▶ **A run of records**
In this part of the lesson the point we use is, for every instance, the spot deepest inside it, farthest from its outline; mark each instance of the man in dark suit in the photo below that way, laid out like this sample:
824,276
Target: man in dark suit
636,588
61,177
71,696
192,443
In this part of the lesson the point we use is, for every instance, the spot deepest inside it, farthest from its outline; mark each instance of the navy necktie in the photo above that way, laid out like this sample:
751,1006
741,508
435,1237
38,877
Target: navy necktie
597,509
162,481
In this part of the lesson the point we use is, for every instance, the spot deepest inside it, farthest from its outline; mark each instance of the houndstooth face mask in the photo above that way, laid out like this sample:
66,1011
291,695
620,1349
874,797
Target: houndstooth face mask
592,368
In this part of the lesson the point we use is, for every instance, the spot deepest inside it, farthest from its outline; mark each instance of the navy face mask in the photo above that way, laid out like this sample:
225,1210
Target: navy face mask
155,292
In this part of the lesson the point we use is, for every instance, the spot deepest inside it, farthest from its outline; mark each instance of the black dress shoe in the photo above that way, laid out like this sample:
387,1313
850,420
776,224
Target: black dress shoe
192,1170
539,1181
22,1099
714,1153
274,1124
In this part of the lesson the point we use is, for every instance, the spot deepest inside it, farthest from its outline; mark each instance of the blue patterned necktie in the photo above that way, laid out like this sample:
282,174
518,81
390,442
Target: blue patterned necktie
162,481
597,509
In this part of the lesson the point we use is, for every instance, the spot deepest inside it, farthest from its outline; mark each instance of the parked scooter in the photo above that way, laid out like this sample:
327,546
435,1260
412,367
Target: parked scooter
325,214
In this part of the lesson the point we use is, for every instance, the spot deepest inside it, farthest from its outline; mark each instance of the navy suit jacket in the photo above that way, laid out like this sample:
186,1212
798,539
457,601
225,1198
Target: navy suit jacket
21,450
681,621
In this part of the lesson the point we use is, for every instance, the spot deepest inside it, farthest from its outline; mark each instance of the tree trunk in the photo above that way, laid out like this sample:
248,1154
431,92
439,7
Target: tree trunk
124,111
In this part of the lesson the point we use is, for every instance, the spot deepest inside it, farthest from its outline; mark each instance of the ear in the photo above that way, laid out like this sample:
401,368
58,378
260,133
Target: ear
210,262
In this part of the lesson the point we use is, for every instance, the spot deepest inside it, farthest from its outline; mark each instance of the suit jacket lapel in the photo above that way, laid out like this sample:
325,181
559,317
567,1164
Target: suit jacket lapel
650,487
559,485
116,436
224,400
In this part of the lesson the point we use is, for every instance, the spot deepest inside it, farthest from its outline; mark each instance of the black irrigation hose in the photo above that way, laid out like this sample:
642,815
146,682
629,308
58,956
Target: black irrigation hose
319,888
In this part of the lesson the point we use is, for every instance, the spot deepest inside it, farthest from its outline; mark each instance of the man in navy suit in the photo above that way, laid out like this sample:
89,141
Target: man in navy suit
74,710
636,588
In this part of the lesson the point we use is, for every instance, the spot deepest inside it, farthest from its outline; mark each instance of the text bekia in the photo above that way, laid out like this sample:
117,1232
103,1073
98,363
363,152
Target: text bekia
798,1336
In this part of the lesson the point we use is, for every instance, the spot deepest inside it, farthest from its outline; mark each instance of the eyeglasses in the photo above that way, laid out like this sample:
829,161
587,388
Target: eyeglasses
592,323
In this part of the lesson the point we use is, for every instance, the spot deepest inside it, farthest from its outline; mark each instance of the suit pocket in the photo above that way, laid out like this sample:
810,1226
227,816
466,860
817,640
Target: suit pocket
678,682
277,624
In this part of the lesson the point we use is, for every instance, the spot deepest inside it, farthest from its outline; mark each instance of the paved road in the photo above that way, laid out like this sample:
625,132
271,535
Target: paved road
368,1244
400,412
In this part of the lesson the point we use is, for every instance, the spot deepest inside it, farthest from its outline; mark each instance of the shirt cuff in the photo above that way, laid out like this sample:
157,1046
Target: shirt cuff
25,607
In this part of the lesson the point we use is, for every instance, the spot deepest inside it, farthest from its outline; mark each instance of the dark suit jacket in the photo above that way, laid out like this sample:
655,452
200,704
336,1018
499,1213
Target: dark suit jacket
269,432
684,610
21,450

▶ **Given task**
Lay out every line of the records above as a Markdown table with two columns, Row and Line. Number each line and skip any blank lines.

▶ **Solution for this problem**
| Row | Line |
|---|---|
| 1 | In this part of the lesson the point we use is, for every instance, the spot deepest inside it, farthest from its outline; mark each instance of the man in dark suit in the photo below that way, laid out like this sample: |
| 2 | 824,276 |
| 3 | Target: man in dark suit |
| 4 | 636,588 |
| 5 | 61,177 |
| 6 | 71,696 |
| 7 | 192,443 |
| 8 | In this part of the lesson the point we use is, for every instance, the spot deepest inside it, farthest from its outline; mark each instance of the navy necktie in the photo above that way, laid out like this sample: |
| 9 | 751,1006 |
| 10 | 741,508 |
| 11 | 435,1237 |
| 12 | 38,877 |
| 13 | Target: navy necktie |
| 14 | 597,509 |
| 15 | 162,481 |
| 16 | In this part of the lesson the point we use is, for every instance, the spot deepest inside it, farthest from its outline; mark each instance of the houndstooth face mask in the photo above that way, laid out like this sample: |
| 17 | 66,1011 |
| 18 | 291,695 |
| 19 | 620,1349 |
| 20 | 874,797 |
| 21 | Target: houndstooth face mask |
| 22 | 592,368 |
| 23 | In this part of the lesson the point we use is, for every instance, the spot deepest inside it, farthest from its outline; mark each instance of the navy face mask in the photo above that way, laid out like this sample: |
| 24 | 225,1210 |
| 25 | Target: navy face mask |
| 26 | 155,292 |
| 27 | In this part of the lesson the point we use is, for every instance, the spot deepest inside it, farthest from its outline; mark each instance of the black dress shoe in the photo above that way, laid out like this sample: |
| 28 | 387,1313 |
| 29 | 850,420 |
| 30 | 776,224 |
| 31 | Target: black dress shoe |
| 32 | 192,1170 |
| 33 | 539,1181 |
| 34 | 22,1099 |
| 35 | 714,1153 |
| 36 | 274,1124 |
| 37 | In this part of the lesson the point we use is, for every instance, the spot deepest inside it, farthest from its outline; mark each instance of the blue patterned necktie in the photo above that way, laid out like this sample: |
| 38 | 282,174 |
| 39 | 518,81 |
| 40 | 390,442 |
| 41 | Target: blue patterned necktie |
| 42 | 162,481 |
| 43 | 597,509 |
| 44 | In this part of the lesson the point we use is, for every instance, the spot deepest inside it, farthest from its outline; mark each instance of the parked scooter in the photo above that way, laid out like this sample: |
| 45 | 327,546 |
| 46 | 435,1260 |
| 47 | 412,367 |
| 48 | Target: parked scooter |
| 49 | 325,214 |
| 50 | In this part of the lesson the point we use is, for every instance, the spot deepest inside it, farthest from its outline; mark each instance of the navy suit jacket in the photo above that way, laid out like this sample: |
| 51 | 186,1212 |
| 52 | 798,539 |
| 53 | 457,601 |
| 54 | 225,1198 |
| 55 | Target: navy suit jacket |
| 56 | 21,450 |
| 57 | 681,621 |
| 58 | In this part of the lesson the point we use is, for every instance, the spot deepest inside it, farthest from its outline; mark each instance of the tree trunk in the photo above that way, laid out like this sample: |
| 59 | 248,1154 |
| 60 | 431,92 |
| 61 | 439,7 |
| 62 | Target: tree trunk |
| 63 | 124,111 |
| 64 | In this part of the lesson the point we use is, for every instance, the spot deepest inside it, farthest from its outline; mark each instance of the ear in the photo above that way, laid out like this sample: |
| 65 | 401,368 |
| 66 | 58,378 |
| 67 | 260,133 |
| 68 | Target: ear |
| 69 | 210,262 |
| 70 | In this part of the lesson the point we use is, for every instance, the spot deepest inside it, farthest from its outline; mark each instance of the suit jacket lapel in the photo above that way, laid out like this sample: |
| 71 | 325,181 |
| 72 | 559,317 |
| 73 | 567,1164 |
| 74 | Target: suit jacket lapel |
| 75 | 650,487 |
| 76 | 559,485 |
| 77 | 116,436 |
| 78 | 224,400 |
| 79 | In this part of the lesson the point we use is, for every instance, the spot deepest inside it, farthest from its outline; mark each instance of the black irrigation hose in the photo above that way, laid out like this sample: |
| 80 | 642,815 |
| 81 | 146,682 |
| 82 | 629,308 |
| 83 | 58,956 |
| 84 | Target: black irrigation hose |
| 85 | 319,888 |
| 86 | In this part of the lesson the point we use is, for every instance, the spot deepest inside it, farthest from its outline; mark each instance of the man in navy suit in the photo above that way, laid out like this sample: |
| 87 | 89,141 |
| 88 | Target: man in navy suit |
| 89 | 74,710 |
| 90 | 636,588 |
| 91 | In this part of the lesson the point we use is, for every instance, the spot deepest inside it, farthest from its outline; mark each instance of the text bekia in the photo above that way, laid out like this sample: |
| 92 | 117,1232 |
| 93 | 103,1073 |
| 94 | 98,363 |
| 95 | 363,152 |
| 96 | Target: text bekia |
| 97 | 798,1336 |
| 98 | In this part of the lesson the point we use is, for every instance, the spot deepest inside it, farthest from its outline; mark each instance of the eyeglasses in the photo above that way, laid out like this sample: |
| 99 | 829,161 |
| 100 | 587,388 |
| 101 | Target: eyeglasses |
| 102 | 592,323 |
| 103 | In this part of the lesson the point we use is, for every instance, the spot deepest inside it, farthest from its outline; mark each instance of the suit pocket in the photo above that way, laid out like this sample: |
| 104 | 810,1226 |
| 105 | 227,816 |
| 106 | 466,860 |
| 107 | 817,640 |
| 108 | Target: suit pocket |
| 109 | 678,682 |
| 110 | 277,624 |
| 111 | In this part of the lesson the point we use is, for every instance, the spot deepest inside it, farthest from its outline; mark each instance of the paved road in the photo above that way, laid out like this sample: |
| 112 | 625,132 |
| 113 | 271,535 |
| 114 | Target: paved road |
| 115 | 368,1244 |
| 116 | 400,412 |
| 117 | In this part of the lesson the point we use is, for every instance, the spot deepest inside it, farthest from its outline; mark each instance of the shirt cuff in the photo above that way, laid out like this sample: |
| 118 | 157,1046 |
| 119 | Target: shirt cuff |
| 120 | 25,607 |
| 121 | In this part of the lesson the point we use is, for every instance, the spot deepest inside it, farthest from its outline; mark each instance of the dark suit jacket in the photo above that way, laid out like this sample: |
| 122 | 655,452 |
| 123 | 200,704 |
| 124 | 336,1018 |
| 125 | 499,1213 |
| 126 | Target: dark suit jacket |
| 127 | 269,432 |
| 128 | 684,610 |
| 129 | 21,450 |